**Problem details**
Reproduce every line of the material below without any changes.

Coordinate annotation records:
[start]
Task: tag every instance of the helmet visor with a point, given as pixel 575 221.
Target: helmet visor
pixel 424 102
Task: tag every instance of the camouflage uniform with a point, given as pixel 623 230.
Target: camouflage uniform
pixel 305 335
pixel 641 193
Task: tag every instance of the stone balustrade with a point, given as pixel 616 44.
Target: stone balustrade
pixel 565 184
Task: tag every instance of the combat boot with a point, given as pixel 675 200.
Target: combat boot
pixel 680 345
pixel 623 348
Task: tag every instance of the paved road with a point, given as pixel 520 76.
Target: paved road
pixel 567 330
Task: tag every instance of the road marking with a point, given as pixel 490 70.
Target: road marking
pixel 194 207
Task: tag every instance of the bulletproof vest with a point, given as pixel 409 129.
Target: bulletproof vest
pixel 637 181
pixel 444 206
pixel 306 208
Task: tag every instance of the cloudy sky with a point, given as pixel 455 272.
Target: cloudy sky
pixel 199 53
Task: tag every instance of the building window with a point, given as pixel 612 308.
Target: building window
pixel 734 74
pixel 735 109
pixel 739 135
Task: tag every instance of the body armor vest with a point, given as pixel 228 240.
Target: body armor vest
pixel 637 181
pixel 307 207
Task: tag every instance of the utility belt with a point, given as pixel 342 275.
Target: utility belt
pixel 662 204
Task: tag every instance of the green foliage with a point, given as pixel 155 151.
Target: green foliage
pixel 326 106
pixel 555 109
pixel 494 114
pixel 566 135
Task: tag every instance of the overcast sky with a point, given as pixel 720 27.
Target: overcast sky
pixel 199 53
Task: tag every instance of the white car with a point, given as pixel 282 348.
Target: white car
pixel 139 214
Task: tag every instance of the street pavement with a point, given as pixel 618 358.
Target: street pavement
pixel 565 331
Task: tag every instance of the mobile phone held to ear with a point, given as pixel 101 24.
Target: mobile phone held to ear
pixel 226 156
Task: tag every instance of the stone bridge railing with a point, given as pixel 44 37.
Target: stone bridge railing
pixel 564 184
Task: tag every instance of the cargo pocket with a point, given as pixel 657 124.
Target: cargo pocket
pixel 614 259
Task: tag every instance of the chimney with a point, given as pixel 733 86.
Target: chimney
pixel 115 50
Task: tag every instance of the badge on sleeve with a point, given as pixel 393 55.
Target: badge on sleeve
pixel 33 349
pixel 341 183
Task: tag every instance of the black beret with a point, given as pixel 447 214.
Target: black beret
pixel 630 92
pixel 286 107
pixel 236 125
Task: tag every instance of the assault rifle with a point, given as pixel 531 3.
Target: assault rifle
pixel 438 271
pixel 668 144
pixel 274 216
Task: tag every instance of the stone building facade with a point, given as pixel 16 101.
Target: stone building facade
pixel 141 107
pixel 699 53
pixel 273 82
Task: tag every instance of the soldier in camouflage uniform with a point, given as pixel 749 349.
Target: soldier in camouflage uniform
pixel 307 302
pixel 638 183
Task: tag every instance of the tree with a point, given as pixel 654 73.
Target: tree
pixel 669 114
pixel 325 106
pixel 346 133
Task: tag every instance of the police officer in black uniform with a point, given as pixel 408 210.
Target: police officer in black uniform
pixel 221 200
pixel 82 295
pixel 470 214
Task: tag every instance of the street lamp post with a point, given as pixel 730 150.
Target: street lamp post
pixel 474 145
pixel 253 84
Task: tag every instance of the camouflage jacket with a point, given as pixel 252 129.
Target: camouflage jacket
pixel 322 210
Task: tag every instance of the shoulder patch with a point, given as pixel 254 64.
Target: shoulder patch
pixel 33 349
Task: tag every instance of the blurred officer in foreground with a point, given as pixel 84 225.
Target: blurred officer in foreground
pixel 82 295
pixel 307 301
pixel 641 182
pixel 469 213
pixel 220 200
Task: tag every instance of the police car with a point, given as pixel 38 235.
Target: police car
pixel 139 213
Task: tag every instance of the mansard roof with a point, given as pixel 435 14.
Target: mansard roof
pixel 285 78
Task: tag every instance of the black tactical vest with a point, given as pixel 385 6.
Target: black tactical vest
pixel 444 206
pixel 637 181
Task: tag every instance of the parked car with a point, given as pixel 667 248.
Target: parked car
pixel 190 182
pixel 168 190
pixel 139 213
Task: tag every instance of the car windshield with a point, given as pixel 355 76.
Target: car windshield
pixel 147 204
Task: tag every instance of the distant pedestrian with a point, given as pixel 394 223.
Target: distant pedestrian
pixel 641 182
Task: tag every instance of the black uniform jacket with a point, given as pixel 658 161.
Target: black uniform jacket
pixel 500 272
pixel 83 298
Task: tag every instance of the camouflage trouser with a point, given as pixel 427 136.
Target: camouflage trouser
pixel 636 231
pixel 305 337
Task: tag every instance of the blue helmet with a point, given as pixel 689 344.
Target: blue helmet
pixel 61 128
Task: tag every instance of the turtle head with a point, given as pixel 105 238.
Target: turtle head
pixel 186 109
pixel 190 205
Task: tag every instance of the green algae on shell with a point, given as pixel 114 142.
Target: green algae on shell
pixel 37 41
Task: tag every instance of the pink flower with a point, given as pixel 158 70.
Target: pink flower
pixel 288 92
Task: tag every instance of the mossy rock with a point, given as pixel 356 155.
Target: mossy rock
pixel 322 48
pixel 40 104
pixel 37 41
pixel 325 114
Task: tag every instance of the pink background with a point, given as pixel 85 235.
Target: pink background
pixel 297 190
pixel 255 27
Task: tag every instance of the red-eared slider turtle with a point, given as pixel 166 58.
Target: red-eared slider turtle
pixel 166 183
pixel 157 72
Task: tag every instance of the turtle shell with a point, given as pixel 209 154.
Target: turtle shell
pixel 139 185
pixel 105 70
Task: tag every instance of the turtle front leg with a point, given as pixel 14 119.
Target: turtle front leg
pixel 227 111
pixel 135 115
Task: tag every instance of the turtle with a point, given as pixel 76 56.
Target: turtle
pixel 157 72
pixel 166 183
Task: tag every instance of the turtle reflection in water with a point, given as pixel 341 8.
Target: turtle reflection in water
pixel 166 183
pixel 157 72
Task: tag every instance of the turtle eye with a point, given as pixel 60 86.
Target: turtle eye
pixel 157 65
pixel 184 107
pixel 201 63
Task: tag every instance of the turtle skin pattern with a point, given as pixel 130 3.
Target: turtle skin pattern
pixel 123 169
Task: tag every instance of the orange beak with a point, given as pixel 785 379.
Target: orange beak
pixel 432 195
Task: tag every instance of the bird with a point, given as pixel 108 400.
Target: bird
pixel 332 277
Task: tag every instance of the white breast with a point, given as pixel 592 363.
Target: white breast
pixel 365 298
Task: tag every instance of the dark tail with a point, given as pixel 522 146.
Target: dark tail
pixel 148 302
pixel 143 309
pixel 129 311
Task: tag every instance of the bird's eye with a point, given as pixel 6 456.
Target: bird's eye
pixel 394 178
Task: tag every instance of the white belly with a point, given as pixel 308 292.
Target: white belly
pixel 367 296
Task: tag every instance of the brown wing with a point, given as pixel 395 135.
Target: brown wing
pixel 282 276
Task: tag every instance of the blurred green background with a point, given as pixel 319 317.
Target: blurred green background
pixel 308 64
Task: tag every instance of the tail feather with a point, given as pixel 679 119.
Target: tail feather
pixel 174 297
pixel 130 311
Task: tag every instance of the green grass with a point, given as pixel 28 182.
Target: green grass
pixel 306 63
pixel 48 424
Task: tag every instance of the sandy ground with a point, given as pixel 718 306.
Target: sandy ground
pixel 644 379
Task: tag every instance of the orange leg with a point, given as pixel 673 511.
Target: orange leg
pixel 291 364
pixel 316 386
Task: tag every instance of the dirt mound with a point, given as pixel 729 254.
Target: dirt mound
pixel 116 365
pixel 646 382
[end]
**Response**
Task: tag every instance of the helmet visor with a point, given as pixel 575 221.
Target: helmet visor
pixel 424 102
Task: tag every instance of the camouflage uniform with a point, given as pixel 623 230.
Target: camouflage uniform
pixel 305 335
pixel 641 193
Task: tag every instance of the stone balustrade with a point, given as pixel 616 44.
Target: stone balustrade
pixel 565 184
Task: tag every instance of the combat boot with a point, given as pixel 675 200.
Target: combat boot
pixel 680 345
pixel 623 348
Task: tag every instance of the paved road with a point, given as pixel 520 76.
Target: paved road
pixel 567 330
Task: tag every instance of the road marking with a point, given as pixel 490 70.
Target: road marking
pixel 194 207
Task: tag every instance of the bulletproof vest with a point, given as pixel 409 129.
Target: bulletproof vest
pixel 637 181
pixel 444 206
pixel 306 208
Task: tag every instance of the cloudy sky with a point, given as pixel 455 272.
Target: cloudy sky
pixel 199 53
Task: tag every instance of the building window with a point, given as pixel 612 308.
Target: building window
pixel 734 74
pixel 735 109
pixel 739 135
Task: tag every instance of the body armor vest with a point, given as pixel 228 240.
Target: body armor vest
pixel 637 181
pixel 307 207
Task: tag every instance of the utility belt with a point, given as pixel 342 275.
Target: utility belt
pixel 662 204
Task: tag every instance of the green foliage with a point, given as pixel 155 151.
Target: green foliage
pixel 326 106
pixel 555 109
pixel 494 114
pixel 566 135
Task: tag every instance of the overcast sky with a point, given as pixel 720 27.
Target: overcast sky
pixel 199 53
Task: tag every instance of the white car with a point, given as pixel 282 348.
Target: white car
pixel 139 214
Task: tag every instance of the street pavement with a point, given as pixel 618 358.
Target: street pavement
pixel 565 331
Task: tag every instance of the mobile phone held to ear with a point, given as pixel 101 24.
Target: mobile phone held to ear
pixel 226 156
Task: tag every instance of the stone bridge railing with a point, given as pixel 44 37.
Target: stone bridge railing
pixel 564 184
Task: tag every instance of the cargo pocket with a point, given as pixel 657 124.
Target: cargo pocket
pixel 614 259
Task: tag every instance of the chimney with a point, given as pixel 733 86.
Target: chimney
pixel 115 50
Task: tag every instance of the badge on sleeve with a point, given as pixel 393 55.
Target: badge on sleeve
pixel 33 349
pixel 341 183
Task: tag every instance of the black beret with a point, given as pixel 447 214.
Target: black beret
pixel 630 92
pixel 286 107
pixel 236 125
Task: tag every instance of the assault rifle with a point, given as pixel 531 3.
Target: assault rifle
pixel 438 271
pixel 668 144
pixel 274 216
Task: tag every instance of the stone building facade with a point, given as pixel 16 101.
Target: stone building facade
pixel 141 107
pixel 699 53
pixel 273 82
Task: tag every instance of the soldier in camouflage uniform with a point, given as pixel 749 349.
Target: soldier in camouflage uniform
pixel 307 302
pixel 638 183
Task: tag every instance of the tree with a point, given as pixel 654 73.
Target: tree
pixel 669 114
pixel 325 106
pixel 346 133
Task: tag every instance of the police officer in black uniform with a point, given as pixel 408 210.
Target: police officer in black uniform
pixel 221 200
pixel 82 295
pixel 470 214
Task: tag every instance of the street lamp post with a point, given as pixel 730 150.
Target: street lamp post
pixel 474 145
pixel 253 84
Task: tag every instance of the camouflage jacket with a point, given as pixel 252 129.
Target: camouflage jacket
pixel 322 210
Task: tag every instance of the shoulder patch with a point, given as pixel 254 64.
Target: shoulder patch
pixel 33 349
Task: tag every instance of the blurred officer in foreground with a point, given as pixel 84 225.
Target: blurred officer in foreground
pixel 82 295
pixel 307 301
pixel 641 182
pixel 469 213
pixel 220 200
Task: tag every instance of the police car with a point, given as pixel 38 235.
Target: police car
pixel 139 213
Task: tag every instance of the mansard roof with a point, given as pixel 435 14.
Target: mansard roof
pixel 285 78
Task: tag every instance of the black tactical vest with a point, given as pixel 385 6.
Target: black tactical vest
pixel 444 206
pixel 637 181
Task: tag every instance of the parked car with a point, given as pixel 667 248.
Target: parked car
pixel 190 182
pixel 168 190
pixel 139 213
Task: tag every instance of the car windshield with a point, given as pixel 355 76.
Target: car windshield
pixel 147 204
Task: tag every instance of the distant pedestrian with a point, given as pixel 394 223.
Target: distant pedestrian
pixel 641 182
Task: tag every instance of the black uniform jacket with a point, given as pixel 658 161.
Target: black uniform jacket
pixel 500 272
pixel 83 298
Task: tag every instance of the camouflage trouser with a point, given as pixel 427 136.
Target: camouflage trouser
pixel 636 231
pixel 305 337
Task: tag every instance of the blue helmet with a point, given as pixel 689 344.
Target: blue helmet
pixel 61 128
Task: tag every instance of the turtle head with a point, given as pixel 105 238.
Target: turtle head
pixel 186 109
pixel 190 205
Task: tag every instance of the green algae on shell with a point, given as pixel 114 142.
Target: green algae on shell
pixel 37 41
Task: tag every instance of the pink flower with a point, given as pixel 158 70.
Target: pink flower
pixel 288 92
Task: tag every instance of the mossy rock with a point, given as pixel 356 155.
Target: mossy rock
pixel 322 48
pixel 40 104
pixel 37 41
pixel 325 114
Task: tag every instance of the pink background with a point, given as pixel 85 235.
Target: pink background
pixel 297 190
pixel 255 27
Task: tag every instance of the red-eared slider turtle with a point, given as pixel 166 58.
Target: red-eared slider turtle
pixel 166 183
pixel 157 72
Task: tag every instance of the turtle shell with a point, given as pixel 209 154.
Target: turtle shell
pixel 139 185
pixel 105 70
Task: tag every instance of the turtle front leg with a point, given as pixel 14 119.
Target: turtle front leg
pixel 227 111
pixel 135 115
Task: tag every instance of the turtle with a point, given as pixel 76 56.
Target: turtle
pixel 157 72
pixel 166 183
Task: tag every instance of the turtle reflection in water with a point, given as pixel 341 8.
Target: turtle reflection in water
pixel 166 183
pixel 157 72
Task: tag every instance of the turtle eye with a point, given as pixel 60 86.
Target: turtle eye
pixel 157 65
pixel 184 107
pixel 201 63
Task: tag every instance of the turtle skin pattern with a point, given as pixel 130 3.
Target: turtle skin pattern
pixel 123 169
Task: tag every instance of the orange beak with a point, given as pixel 785 379.
Target: orange beak
pixel 432 195
Task: tag every instance of the bird with a point, given as pixel 108 400.
Target: bird
pixel 332 277
Task: tag every instance of the white breast with a point, given as pixel 592 363.
Target: white breast
pixel 365 298
Task: tag every instance of the dark tail with a point, given as pixel 522 146.
Target: dark tail
pixel 148 302
pixel 143 309
pixel 129 311
Task: tag every instance of the bird's eye with a point, given as pixel 6 456.
Target: bird's eye
pixel 394 178
Task: tag every instance of the white belly with a point, given as pixel 308 292.
Target: white belly
pixel 367 296
Task: tag every instance of the brown wing with a point, given as pixel 395 135.
Target: brown wing
pixel 282 276
Task: tag every instance of the blurred green background with a point, given as pixel 319 317.
Target: blurred green background
pixel 308 64
Task: tag every instance of the tail feather with a point, given as pixel 679 119.
Target: tail feather
pixel 174 297
pixel 130 311
Task: tag every instance of the green grass with a point, given as pixel 28 182.
Target: green grass
pixel 306 63
pixel 48 424
Task: tag every instance of the sandy ground with a point, given as pixel 718 306.
Target: sandy ground
pixel 644 379
Task: tag every instance of the orange leg with a point, given as pixel 673 511.
Target: orange leg
pixel 291 364
pixel 316 386
Task: tag every instance of the dirt mound with a point, given as pixel 729 254.
Target: dirt mound
pixel 116 365
pixel 646 382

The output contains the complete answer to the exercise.